Revista Arte

Claroscuros de la alteridad en Black Out

Por Bill Jimenez @billjimenez

black outPor Elisenda N. Frisach

Decía Schopenhauer que “la consciencia es un relámpago entre dos eternidades de tinieblas.” Es el enfrentamiento, pero también la complementariedad, de la luz y la sombra el punto de partida de Black Out (que significa tanto “dejar a oscuras” como “desmayarse” o “censurar”), el nuevo montaje de la compañía Alta Realitat, un interesante proyecto nacido en Londres y refundado posteriormente en Barcelona en 2003, y que cuenta en sus filas con figuras como el bailarín y coreógrafo Jordi Cortés, justamente director –y también intérprete– de esta pieza.

A lo largo de aproximadamente 60 minutos asistimos a un espectáculo que combina sin estridencias el teatro de texto y el videoarte con la danza. Cuatro personajes, de sexos, psicologías y condiciones sociales diferentes, se insertan en un espacio prácticamente desnudo, marcado por los claroscuros, que se constituye en una metáfora de las relaciones interpersonales, de ese “campo de batalla entre Dios y el demonio” que es “el corazón humano” (según Dostoievski), pero también del sentido de la vida, de su fugacidad y absurdidad. Para plasmar estas ideas en toda su complejidad, los cuatro performers lanzan monólogos al público; se aproximan a sus compañeros con una fisicidad a veces tierna y otras, cruel; se alejan de ellos, se aíslan; se buscan en una zozobra de deseo, dominación o ternura; se filman; se visten y desvisten; se integran con los objetos que constituyen el exiguo decorado (espejos, perchas, zapatos…).

Por el hecho de que nuestras normas sociales nos encadenen a una serie de apriorismos que imposibilitan nuestra realización plena en tanto entidades de existencia limitada temporal y espacialmente, la obra prima con marcado acento sarcástico la importancia de la mirada del otro, a través de la cual nos reconocemos pero también nos limitamos. Y esa mirada, obviamente, no puede existir sin que exista algo que descubra el objeto observado, que lo ilumine; por eso es tan sintomático ese deseo de oscurecer, expresado en el mismo título de la pieza, esto es, de revelar, por la vía inversa, paradójica, el sentido subyacente, profundo –y por tanto despojado de apariencias–, del comportamiento de los seres humanos. En última instancia, el espectador también es sacudido de su cómoda posición de voyeur y deviene uno más de los personajes de la pieza, lo que es llevado a cabo con la naturalidad que propicia el espacio escénico en tanto constante realización y reinterpretación colectiva de una realidad previamente fijada (¿qué mejor símbolo, si no, de la propia vida?): una dialéctica de amor/odio entre los que actúan –los que se muestran– y los que observan –los que se esconden–.

※ ※ ※

- Ejercicios propuestos -
1. Según la reseña sobre Black Out, ¿por qué resulta tan sintomático el deseo de oscurecer que expresa el título de la pieza? Responde en una a tres oraciones.
2. ¿Podrías retomar la reseña sobre Black Out y escribir su continuación a partir de la última oración?

※ ※ ※

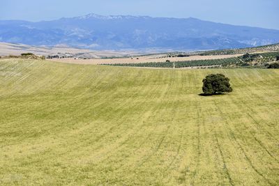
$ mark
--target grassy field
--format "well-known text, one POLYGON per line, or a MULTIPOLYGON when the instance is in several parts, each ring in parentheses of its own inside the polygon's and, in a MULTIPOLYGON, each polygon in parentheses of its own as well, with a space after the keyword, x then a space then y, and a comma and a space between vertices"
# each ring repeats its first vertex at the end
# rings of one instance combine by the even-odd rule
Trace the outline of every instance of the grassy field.
POLYGON ((278 70, 0 60, 0 111, 1 185, 279 185, 278 70))

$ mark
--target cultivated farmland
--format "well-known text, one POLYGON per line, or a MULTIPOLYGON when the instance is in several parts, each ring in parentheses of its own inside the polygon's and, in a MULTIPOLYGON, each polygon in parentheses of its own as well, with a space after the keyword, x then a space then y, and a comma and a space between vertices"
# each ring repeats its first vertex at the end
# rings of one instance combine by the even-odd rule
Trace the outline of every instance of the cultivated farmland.
POLYGON ((1 185, 279 185, 278 70, 1 59, 0 111, 1 185))

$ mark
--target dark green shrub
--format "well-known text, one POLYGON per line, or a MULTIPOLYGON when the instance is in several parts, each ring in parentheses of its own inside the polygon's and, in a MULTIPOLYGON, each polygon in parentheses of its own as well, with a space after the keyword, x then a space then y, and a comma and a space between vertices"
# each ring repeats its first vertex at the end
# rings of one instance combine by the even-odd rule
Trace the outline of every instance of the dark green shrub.
POLYGON ((279 68, 279 63, 273 63, 269 64, 269 65, 267 67, 267 68, 279 68))
POLYGON ((229 79, 222 74, 211 74, 202 80, 204 84, 202 91, 205 94, 218 94, 230 93, 232 88, 229 84, 229 79))

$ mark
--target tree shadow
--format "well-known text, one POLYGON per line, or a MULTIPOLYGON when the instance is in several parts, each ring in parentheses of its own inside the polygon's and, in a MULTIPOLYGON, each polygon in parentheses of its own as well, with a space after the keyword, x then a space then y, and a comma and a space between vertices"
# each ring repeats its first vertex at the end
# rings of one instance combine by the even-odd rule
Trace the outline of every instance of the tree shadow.
POLYGON ((213 95, 225 95, 225 93, 199 93, 199 96, 213 96, 213 95))

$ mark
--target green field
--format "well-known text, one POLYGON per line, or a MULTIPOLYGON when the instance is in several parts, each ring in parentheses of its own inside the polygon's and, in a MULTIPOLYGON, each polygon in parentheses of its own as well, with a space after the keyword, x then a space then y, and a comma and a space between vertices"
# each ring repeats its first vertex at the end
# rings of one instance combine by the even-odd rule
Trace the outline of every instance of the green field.
POLYGON ((278 70, 0 60, 0 185, 278 185, 278 70))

※ ※ ※

- Respuestas por tarea -
1. Porque la mirada del otro no puede existir sin algo que descubra e ilumine el objeto observado. Oscurecer es, por tanto, una vía inversa y paradójica para revelar el sentido subyacente y profundo del comportamiento de los seres humanos, despojado de apariencias.

2.
Claroscuros de la alteridad en Black Out

Este montaje es, en realidad, el negativo de una imagen idílica; en este sentido, el tema musical de Henry Mancini al inicio del espectáculo (de la banda sonora de Desayuno con diamantes) nos retrotrae a la alta comedia hollywoodiana, basada por lo general en un análisis muy blando de la denominada “guerra de sexos”. De hecho, dicho tema ya poseía un cierto deje irónico en el filme original, pero aquí se agranda notablemente, al comprobar que el deseo, el dolor, el amor y la rabia no entienden de tendencias sexuales, edades o limitaciones físicas. La excelente partitura de Jesús Díaz y Fletcher Ventura para la ocasión, en la que se mezclan con elegancia la electrónica, el jazz y el minimalismo clásico, se cierra con otro tema ajeno: el “Vals nº 2 (Jazz suite)” de Shostakovich, de nuevo una cadencia que redunda en una visión irónica de lo expresado, dado el componente de música elitista y ligera que posee este tipo de composición, pero con la tamización melancólica y decadente que le imprime el músico ruso.

En definitiva, Black Out pretende acceder a regiones ocultas de nuestra mente (¿o alma?), iluminar las tinieblas o bien incorporarlas a la luz; de ahí las imágenes de un abrigo flotando solo, de cuerpos que se transmutan al vestirse o desnudarse o de un hombre convertido en un elefante calzado con tacones, que evocan el surrealismo pictórico de autores como Magritte, Delvaux o Dalí. Y los balbuceantes cantos infantiles que acompañan a la filmación que abre la obra, en la que los personajes deambulan cual fantasmas, marcan las coordenadas primigenias de esa indagación en la cara luminosa, amable, de la oscuridad, o en la cara tenebrosa, terrible, de la luz, quizá demasiado tiempo relegadas a un esquematismo imposible; porque lo único que distingue al relámpago es, precisamente, la oscuridad que lo rodea.